Exercise directions →
Please pick out each line in the data below that contains the word "Could" and copy those lines.

** START Data in this exercise **

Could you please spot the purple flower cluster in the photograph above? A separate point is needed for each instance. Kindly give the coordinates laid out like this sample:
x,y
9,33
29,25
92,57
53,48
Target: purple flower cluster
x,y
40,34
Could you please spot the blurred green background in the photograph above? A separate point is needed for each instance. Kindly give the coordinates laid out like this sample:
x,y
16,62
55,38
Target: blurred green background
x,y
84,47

** END Data in this exercise **
** START Data in this exercise **

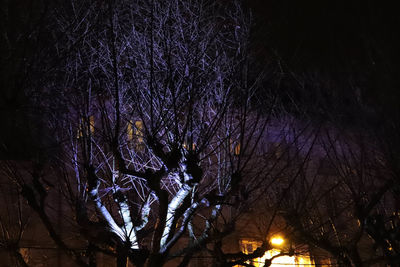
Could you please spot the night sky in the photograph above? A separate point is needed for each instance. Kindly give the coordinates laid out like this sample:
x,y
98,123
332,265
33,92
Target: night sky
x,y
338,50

** END Data in this exercise **

Exercise output →
Could you please spot the purple flower cluster in the photograph above? A separate point is needed for each instance. Kindly give the coordinates laid out like this sample:
Could you please spot the blurred green background in the photograph above? A separate point is needed for each instance. Kindly give the coordinates laid out like this sample:
Could you please spot the night sky in the photograph above? A separate point is needed for each instance. Kindly give the coordinates laid out like this sample:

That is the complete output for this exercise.